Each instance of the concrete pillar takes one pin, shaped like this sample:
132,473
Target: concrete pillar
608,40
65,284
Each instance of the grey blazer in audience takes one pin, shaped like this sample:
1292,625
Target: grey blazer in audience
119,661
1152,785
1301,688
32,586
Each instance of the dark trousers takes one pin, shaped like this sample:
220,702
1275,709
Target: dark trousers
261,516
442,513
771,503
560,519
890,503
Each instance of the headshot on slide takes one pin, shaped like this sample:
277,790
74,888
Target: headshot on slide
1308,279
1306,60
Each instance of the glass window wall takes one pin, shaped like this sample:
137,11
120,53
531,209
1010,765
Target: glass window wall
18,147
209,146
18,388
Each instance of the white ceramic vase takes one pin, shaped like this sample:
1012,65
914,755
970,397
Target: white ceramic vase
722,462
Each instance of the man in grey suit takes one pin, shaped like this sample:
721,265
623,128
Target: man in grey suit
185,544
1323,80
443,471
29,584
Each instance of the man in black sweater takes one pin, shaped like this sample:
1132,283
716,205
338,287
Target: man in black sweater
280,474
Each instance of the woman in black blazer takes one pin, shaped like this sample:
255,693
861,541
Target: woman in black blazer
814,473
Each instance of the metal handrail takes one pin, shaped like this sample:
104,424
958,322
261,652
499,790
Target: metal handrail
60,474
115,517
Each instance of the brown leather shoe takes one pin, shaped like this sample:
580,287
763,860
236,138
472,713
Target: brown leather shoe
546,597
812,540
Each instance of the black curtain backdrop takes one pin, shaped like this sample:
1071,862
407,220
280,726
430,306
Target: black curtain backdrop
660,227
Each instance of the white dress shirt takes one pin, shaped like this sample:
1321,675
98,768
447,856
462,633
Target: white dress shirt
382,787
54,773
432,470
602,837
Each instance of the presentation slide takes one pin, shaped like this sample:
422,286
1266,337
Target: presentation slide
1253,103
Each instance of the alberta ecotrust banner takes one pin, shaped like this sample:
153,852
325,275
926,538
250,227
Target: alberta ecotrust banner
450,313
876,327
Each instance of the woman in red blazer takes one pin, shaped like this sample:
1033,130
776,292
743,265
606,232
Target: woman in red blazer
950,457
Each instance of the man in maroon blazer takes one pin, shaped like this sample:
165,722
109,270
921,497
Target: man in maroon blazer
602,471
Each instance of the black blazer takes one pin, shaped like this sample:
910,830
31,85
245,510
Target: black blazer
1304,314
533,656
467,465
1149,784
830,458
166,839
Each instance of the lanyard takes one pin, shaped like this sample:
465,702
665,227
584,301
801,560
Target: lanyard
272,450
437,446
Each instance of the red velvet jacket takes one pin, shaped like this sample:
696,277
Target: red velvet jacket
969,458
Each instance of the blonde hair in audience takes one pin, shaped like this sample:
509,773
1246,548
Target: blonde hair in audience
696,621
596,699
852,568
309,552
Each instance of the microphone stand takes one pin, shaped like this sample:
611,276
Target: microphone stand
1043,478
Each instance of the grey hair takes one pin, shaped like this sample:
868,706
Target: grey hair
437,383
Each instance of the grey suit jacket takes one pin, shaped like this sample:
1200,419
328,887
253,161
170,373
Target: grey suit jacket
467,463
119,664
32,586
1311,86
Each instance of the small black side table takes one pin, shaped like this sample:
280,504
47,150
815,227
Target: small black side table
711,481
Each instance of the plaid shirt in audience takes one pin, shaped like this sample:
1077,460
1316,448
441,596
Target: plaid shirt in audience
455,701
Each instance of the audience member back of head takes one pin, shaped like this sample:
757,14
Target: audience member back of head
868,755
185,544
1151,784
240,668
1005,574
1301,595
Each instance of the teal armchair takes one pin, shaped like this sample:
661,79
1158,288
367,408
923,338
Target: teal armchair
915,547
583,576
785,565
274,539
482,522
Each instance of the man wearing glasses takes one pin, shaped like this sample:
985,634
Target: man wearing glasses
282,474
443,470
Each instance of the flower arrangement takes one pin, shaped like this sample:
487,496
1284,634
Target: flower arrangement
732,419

:::

• [Direction]:
Convert every one of the rows above into a numbered list, one line per item, and leave out any blank lines.

• [Solution to this exercise]:
1. Each instance of the concrete pillar takes one pin, shaped like this sample:
2. 132,473
3. Target: concrete pillar
4. 608,40
5. 65,284
6. Each instance of the grey blazer in audience takes one pin, shaped like this sample:
7. 1292,625
8. Target: grey blazer in audience
9. 119,661
10. 1152,785
11. 1301,688
12. 32,586
13. Each instance of the dark trousers takes one pin, shaped like this sample:
14. 220,702
15. 1275,709
16. Target: dark trousers
17. 261,516
18. 442,513
19. 771,503
20. 560,519
21. 890,503
22. Each instance of the headshot on slide takes one pin, shaped like this sample:
23. 277,790
24. 74,888
25. Target: headshot on slide
26. 1308,279
27. 1306,60
28. Each instance of the glass window wall takes one pin, shaped like this sample:
29. 137,11
30. 120,53
31. 531,209
32. 1010,765
33. Target: glass window wall
34. 18,147
35. 209,146
36. 18,388
37. Each instance of the white ceramic vase takes one pin, shaped like this sample:
38. 1012,65
39. 914,755
40. 970,397
41. Target: white ceramic vase
42. 722,462
43. Each instance of the man in grey suit takes one pin, shaped like this sample:
44. 721,265
45. 623,128
46. Target: man in grey suit
47. 185,544
48. 1323,80
49. 443,471
50. 29,584
51. Each instance of the man in black sweater takes one pin, shaped like this sample:
52. 1132,283
53. 716,205
54. 338,287
55. Target: man in black sweater
56. 280,474
57. Each instance of the woman in black blazer takes one pin, shaped like this sample:
58. 255,693
59. 861,541
60. Target: woman in black blazer
61. 814,473
62. Each instance of the metal handrail takes one pin, shaped like this sample:
63. 104,424
64. 958,322
65. 261,652
66. 499,790
67. Target: metal handrail
68. 60,474
69. 115,517
70. Each instance of the brown leather shoe takes one pin, shaped like this sample:
71. 580,287
72. 763,860
73. 236,138
74. 472,713
75. Target: brown leather shoe
76. 546,597
77. 812,540
78. Each instance of the black curtain backdrop takes one pin, shaped like this sample:
79. 1071,862
80. 407,220
81. 280,726
82. 430,306
83. Target: black curtain backdrop
84. 660,227
85. Each instance of the white dress shirt takes one pin, shaped like this sample:
86. 1321,675
87. 98,768
88. 447,856
89. 462,633
90. Target: white dress shirt
91. 382,787
92. 54,773
93. 432,470
94. 602,837
95. Each instance of the presentation slide takes one pin, shaped like this sample:
96. 422,286
97. 1266,337
98. Target: presentation slide
99. 1253,103
100. Each instance of the alberta ecotrust banner takes one pin, shaped like this sample:
101. 153,852
102. 325,275
103. 926,538
104. 250,227
105. Target: alberta ecotrust banner
106. 450,313
107. 876,327
108. Each instance of the woman in red blazer takes one pin, shaped like this sample:
109. 1033,130
110. 776,292
111. 743,265
112. 606,232
113. Target: woman in red blazer
114. 950,457
115. Each instance of the man in maroon blazer takes one pin, shaped like this sample:
116. 165,722
117. 109,270
118. 921,497
119. Target: man in maroon blazer
120. 602,471
121. Each instance of the black blazer takes one pin, shaped like this sample:
122. 910,830
123. 31,85
124. 245,510
125. Target: black blazer
126. 1304,314
127. 533,656
128. 467,465
129. 1149,784
130. 830,458
131. 166,839
132. Each instance of the lanyard takes one pin, shaped like this sample:
133. 465,702
134. 665,227
135. 584,301
136. 801,560
137. Target: lanyard
138. 272,450
139. 437,446
140. Each instance of the red velvet jacket takes one pin, shaped like this sample:
141. 696,277
142. Target: red velvet jacket
143. 969,458
144. Each instance of the blonde hair in audience takes one pin, shaped like this sample:
145. 509,773
146. 1246,548
147. Target: blonde hair in audience
148. 696,621
149. 596,699
150. 852,568
151. 309,552
152. Each instance of the microphone stand takes one pin, shaped like this sample:
153. 611,276
154. Target: microphone stand
155. 1043,478
156. Each instance of the grey hair takes one pin, shaped like this sample:
157. 868,706
158. Target: grey hair
159. 437,383
160. Each instance of the grey suit jacket takes one pin, shaped like this sample:
161. 1200,419
162. 328,887
163. 253,161
164. 170,373
165. Target: grey suit jacket
166. 467,463
167. 119,664
168. 32,586
169. 1311,86
170. Each instance of the small black side table takes one pin, shaped like this sample:
171. 280,504
172. 47,150
173. 815,227
174. Target: small black side table
175. 711,481
176. Each instance of the plaid shirt in audience takes one pin, shaped like this sample:
177. 1077,460
178. 1316,448
179. 441,596
180. Target: plaid shirt in audience
181. 455,701
182. Each instance of the audience member back of head takes one pin, shaped like this sample:
183. 757,14
184. Target: audience member back of head
185. 868,755
186. 185,544
187. 1151,784
188. 240,668
189. 1005,574
190. 1301,595
191. Each instance of the teal armchair takes one pin, shaped like this sample:
192. 661,79
193. 1158,288
194. 367,408
195. 923,338
196. Target: teal armchair
197. 915,547
198. 583,576
199. 785,565
200. 274,539
201. 482,522
202. Each instance of the man wearing glasses takes one pin, shaped like this sample:
203. 985,634
204. Target: man wearing glasses
205. 282,474
206. 443,470
207. Each instance of the flower arrangement takes one pin, shaped like this sample:
208. 487,496
209. 1284,634
210. Target: flower arrangement
211. 732,419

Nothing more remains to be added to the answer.